• _Problema curto A_
Liste todas as quantidades de animais que aparecem no parágrafo do texto sobre o TAC da Carne no Pará que começa com "Como pode ser observado na tabela".
• _Problema curto B_
Escreva a continuação do texto sobre o TAC da Carne no Pará, começando logo depois da última frase apresentada.

• _Texto fornecido_
O Estado do Pará possui um total de 45 plantas frigoríficas e/ou exportadoras de animais vivos, das quais 32 são signatárias do TAC da Carne. O presente estudo analisa dados dos 10 frigoríficos signatários mais relevantes para o setor (com números de abates iguais ou superiores a 50 mil animais nos anos de 2016 e 2017), e os resultados do monitoramento da origem do gado levantados pelas auditorias realizadas nesses frigoríficos, no período de 2017 e 2018, a fim de avaliar o cumprimento de suas respectivas exigências.
Resultados do TAC nas auditorias de 2017 e 2018

“Observou-se que o TAC, por envolver um maior número de frigoríficos e ter uma metodologia de auditoria mais robusta, apresenta resultados mais efetivos e confiáveis com relação ao cumprimento de seus termos, sobretudo considerando que o Ministério Público Federal (MPF) conduz um processo de revisão e discussão dos dados antes de serem validados e publicados, diferentemente do que ocorre com o CPP. Porém, os dois compromissos precisam de atualização para que sejam capazes de gerar um impacto efetivo na redução do desmatamento na Amazônia”, explica o diretor da Amigos da Terra, Mauro Armelin.
Para Armelin, “esses compromissos ainda apresentam algumas limitações em sua eficácia no combate ao desmatamento. Por só monitorarem a última propriedade pela qual o animal passou (fornecedor direto), os frigoríficos ainda estão sujeitos a comprar animais que passaram parte de sua vida em propriedades com desmatamento e outras irregularidades socioambientais”.
Após dez anos de existência do TAC e do Compromisso Público da Pecuária para a contenção do desmatamento e das injustiças sociais, segundo Armelin, “o aprendizado é que somente protocolos e/ou acordos escritos não garantem os resultados que se propõem a atingir. Para tanto, é preciso ferramentas robustas com o intuito de monitorar e avaliar sua aplicação e também de aferir resultados para que as adaptações necessárias à melhoria contínua das práticas empresariais continuem avançando”.

Como pode ser observado na tabela, houve uma redução no volume total de animais inconformes em 2018. Na auditoria de 2017, que considerou os abates de 2016, pode-se perceber que de um total de 2,08 milhões de animais auditados, 194,1 mil bois estavam irregulares. Já na auditoria de 2018, que considerou os abates de 2017, dos 2,14 milhões de animais auditados, 101,9 mil foram considerados irregulares.

Registros extraídos

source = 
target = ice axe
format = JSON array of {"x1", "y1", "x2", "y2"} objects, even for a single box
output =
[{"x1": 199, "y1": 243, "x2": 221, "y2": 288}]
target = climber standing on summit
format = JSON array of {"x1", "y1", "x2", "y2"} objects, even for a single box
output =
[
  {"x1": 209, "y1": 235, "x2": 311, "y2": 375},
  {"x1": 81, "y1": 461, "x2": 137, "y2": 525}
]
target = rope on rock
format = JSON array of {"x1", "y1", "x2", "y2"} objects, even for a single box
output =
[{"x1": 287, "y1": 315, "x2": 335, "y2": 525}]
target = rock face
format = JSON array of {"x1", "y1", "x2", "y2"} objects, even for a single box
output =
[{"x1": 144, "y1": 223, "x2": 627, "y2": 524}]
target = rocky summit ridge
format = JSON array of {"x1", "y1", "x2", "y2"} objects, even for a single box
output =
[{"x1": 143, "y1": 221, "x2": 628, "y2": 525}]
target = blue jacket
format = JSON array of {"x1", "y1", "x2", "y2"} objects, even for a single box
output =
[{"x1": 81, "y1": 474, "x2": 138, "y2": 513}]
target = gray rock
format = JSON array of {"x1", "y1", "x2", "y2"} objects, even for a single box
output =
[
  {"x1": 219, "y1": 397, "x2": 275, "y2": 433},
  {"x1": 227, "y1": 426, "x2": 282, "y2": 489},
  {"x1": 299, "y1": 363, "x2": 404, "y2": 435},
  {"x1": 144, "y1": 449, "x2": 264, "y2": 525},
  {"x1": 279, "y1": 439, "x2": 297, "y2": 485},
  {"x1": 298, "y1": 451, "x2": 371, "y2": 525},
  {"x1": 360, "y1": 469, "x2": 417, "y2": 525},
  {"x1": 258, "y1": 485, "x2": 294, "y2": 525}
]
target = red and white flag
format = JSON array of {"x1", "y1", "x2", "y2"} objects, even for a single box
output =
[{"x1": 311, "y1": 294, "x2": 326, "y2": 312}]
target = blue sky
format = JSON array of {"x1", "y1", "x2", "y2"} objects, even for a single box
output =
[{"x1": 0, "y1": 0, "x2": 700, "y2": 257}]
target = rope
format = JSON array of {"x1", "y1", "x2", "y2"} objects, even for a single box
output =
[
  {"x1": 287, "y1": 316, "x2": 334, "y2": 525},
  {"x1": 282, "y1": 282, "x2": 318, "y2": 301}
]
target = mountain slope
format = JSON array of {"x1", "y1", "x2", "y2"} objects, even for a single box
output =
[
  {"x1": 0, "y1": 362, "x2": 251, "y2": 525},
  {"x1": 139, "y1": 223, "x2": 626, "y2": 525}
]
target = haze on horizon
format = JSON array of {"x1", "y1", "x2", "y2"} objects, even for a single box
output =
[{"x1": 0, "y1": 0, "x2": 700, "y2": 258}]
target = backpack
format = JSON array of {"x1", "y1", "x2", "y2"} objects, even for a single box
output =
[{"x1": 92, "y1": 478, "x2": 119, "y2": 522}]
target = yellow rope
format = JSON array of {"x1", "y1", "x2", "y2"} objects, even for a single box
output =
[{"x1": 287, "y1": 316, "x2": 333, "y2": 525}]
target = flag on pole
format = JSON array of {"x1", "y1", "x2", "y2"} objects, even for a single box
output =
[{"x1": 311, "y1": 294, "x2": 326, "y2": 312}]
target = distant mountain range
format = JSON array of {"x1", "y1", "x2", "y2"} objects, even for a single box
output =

• _Resposta correta A_
2,08 milhões de animais auditados (auditoria de 2017)
194,1 mil bois irregulares (auditoria de 2017)
2,14 milhões de animais auditados (auditoria de 2018)
101,9 mil animais irregulares (auditoria de 2018)

• _Resposta correta B_
No entanto, essa redução pode ter sido consequência da alteração na metodologia de amostragem na auditoria de 2018. De acordo com Armelin “Apesar da aparente redução no número de animais irregulares de um ano para o outro, é importante destacar que quem ficou dentro de uma margem considerada satisfatória pelo MPF em 2017, ganhou a possibilidade de reduzir a amostra em 2018. Na tabela, fica evidente que alguns se utilizaram dessa possibilidade, enquanto outros, por confiarem em sua política de compras, continuaram com 100% de análise das operações”.
Por outro lado, Pedro Carvalho Burnier acredita que “em alguns casos pode ter havido uma alteração dos critérios de compras do frigorífico com aumento no rigor de suas análises e melhoria no controle dos frigoríficos”. Burnier chama a atenção para o caso do Masterboi, o frigorífico com a maior redução de irregularidades entre a primeira e a segunda auditoria, momento em que também houve a troca de prestador de serviço.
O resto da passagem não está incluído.